Requirement 1: Sum up the page on benzodiazepine deaths in two sentences.
Requirement 2: Copy the page on benzodiazepine deaths word for word, from "Class A Deaths" up to and including "drugs put together.".

Page excerpt Block Start

The following facts are shocking. Being an ex-accountant I am always interested in figures (not to mention that prescribed benzodiazepine drug addiction has played such a major part in my life). The Home Office in the UK provides a yearly booklet on Statistics of the Misuse of Drugs, Deaths from Poisoning by Solid or Liquid Substances, Summary of Controlled Drug Deaths. Controlled drugs in the UK are put into Class A, (most dangerous) then Class B, then Class C.
The following figures are from 1990 to 1996 (except for 1994 where no death tables available ) for the United Kingdom. I collated them.
Class A Deaths
= 1,623 Deaths
Benzodiazepine Drugs ONLY = 1,810 Deaths
Therefore benzodiazepine drugs accounted for more deaths than ALL the so-called hard drugs put together.

Page excerpt Block End
Records provided Block Start

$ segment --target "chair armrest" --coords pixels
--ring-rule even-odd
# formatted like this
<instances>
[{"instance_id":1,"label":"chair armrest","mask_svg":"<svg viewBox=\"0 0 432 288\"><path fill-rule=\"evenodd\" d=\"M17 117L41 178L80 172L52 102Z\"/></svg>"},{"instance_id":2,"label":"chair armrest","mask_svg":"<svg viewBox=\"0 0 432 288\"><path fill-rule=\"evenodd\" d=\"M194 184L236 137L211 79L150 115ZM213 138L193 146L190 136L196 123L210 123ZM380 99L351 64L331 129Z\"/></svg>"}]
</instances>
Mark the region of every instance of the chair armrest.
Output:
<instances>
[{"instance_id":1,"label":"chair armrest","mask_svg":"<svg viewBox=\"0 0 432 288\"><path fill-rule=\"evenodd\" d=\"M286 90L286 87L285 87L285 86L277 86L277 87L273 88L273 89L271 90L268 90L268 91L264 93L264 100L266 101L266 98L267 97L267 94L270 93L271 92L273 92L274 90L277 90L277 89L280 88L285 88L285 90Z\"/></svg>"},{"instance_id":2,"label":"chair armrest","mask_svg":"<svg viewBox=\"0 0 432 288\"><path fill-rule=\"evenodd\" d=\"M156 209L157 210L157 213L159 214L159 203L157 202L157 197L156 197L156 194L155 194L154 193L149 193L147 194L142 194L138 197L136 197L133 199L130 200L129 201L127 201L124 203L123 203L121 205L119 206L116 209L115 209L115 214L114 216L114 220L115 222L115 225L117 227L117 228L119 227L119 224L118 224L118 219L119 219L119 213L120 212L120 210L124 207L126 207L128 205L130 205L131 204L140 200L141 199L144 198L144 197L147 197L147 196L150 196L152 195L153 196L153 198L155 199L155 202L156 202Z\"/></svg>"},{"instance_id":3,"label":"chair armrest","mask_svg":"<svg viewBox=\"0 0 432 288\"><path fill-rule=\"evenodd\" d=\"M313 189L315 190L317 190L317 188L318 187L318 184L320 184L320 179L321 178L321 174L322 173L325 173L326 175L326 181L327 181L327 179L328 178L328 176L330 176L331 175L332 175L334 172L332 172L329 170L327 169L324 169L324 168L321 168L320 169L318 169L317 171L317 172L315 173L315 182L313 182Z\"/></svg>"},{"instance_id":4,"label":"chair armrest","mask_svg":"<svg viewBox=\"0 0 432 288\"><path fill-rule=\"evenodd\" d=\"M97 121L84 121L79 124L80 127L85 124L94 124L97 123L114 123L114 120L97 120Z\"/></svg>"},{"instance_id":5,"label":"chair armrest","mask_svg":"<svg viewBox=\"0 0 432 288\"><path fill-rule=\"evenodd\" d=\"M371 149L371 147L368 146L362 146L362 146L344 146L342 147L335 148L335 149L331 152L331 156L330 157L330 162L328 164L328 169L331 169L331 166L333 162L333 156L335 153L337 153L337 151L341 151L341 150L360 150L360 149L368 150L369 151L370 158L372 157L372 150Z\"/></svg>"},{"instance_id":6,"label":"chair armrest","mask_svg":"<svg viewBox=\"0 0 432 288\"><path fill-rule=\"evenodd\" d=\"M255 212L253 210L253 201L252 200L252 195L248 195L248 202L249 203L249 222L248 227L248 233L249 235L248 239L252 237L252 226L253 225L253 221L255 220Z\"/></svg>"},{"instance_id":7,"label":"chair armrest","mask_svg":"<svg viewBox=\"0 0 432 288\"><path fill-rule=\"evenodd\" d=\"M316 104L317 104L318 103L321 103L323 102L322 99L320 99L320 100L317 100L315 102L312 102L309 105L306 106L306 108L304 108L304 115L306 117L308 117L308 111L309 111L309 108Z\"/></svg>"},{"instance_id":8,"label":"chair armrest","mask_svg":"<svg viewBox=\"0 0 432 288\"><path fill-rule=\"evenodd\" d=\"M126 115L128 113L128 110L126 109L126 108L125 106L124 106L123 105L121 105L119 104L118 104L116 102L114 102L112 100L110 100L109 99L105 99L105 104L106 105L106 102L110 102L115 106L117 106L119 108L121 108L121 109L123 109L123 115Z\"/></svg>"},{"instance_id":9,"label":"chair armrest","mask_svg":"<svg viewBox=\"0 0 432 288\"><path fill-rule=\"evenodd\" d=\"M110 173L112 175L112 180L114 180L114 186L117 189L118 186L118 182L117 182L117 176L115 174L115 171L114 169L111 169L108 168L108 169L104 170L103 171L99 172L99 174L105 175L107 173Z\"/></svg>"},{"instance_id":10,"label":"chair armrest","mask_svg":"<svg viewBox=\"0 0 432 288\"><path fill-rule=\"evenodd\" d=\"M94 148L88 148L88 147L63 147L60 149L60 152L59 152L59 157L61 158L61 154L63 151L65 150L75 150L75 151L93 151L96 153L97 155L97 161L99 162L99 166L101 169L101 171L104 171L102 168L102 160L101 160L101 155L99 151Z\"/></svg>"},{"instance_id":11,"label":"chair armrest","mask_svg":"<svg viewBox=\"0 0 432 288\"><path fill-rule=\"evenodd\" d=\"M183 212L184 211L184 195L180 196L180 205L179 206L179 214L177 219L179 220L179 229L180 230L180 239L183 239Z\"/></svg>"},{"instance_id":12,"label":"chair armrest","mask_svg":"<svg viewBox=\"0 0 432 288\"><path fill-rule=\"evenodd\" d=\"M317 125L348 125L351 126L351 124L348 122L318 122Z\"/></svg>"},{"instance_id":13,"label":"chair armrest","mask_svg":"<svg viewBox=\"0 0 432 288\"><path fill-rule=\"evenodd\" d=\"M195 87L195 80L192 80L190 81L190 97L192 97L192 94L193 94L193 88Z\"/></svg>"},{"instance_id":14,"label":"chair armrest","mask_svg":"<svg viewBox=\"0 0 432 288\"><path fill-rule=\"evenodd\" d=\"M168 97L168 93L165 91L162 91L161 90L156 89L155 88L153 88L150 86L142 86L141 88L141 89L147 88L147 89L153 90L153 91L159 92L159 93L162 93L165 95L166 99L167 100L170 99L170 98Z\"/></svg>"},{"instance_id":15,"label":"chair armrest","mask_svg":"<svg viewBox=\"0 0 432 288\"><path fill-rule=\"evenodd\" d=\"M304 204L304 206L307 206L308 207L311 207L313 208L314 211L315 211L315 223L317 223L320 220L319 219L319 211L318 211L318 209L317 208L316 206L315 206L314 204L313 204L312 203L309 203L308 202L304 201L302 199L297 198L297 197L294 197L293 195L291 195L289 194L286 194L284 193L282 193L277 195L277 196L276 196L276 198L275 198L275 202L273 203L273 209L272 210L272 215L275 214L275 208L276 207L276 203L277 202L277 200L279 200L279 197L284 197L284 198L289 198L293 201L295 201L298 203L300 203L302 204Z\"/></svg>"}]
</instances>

Records provided Block End

Result 1: An ex-accountant collated UK Home Office figures on controlled drug deaths for 1990 to 1996, leaving out 1994 because no death tables were available. Benzodiazepine drugs alone accounted for 1,810 deaths against 1,623 for Class A drugs, which is more than all the so-called hard drugs put together.

Result 2:
Class A Deaths
= 1,623 Deaths
Benzodiazepine Drugs ONLY = 1,810 Deaths
Therefore benzodiazepine drugs accounted for more deaths than ALL the so-called hard drugs put together.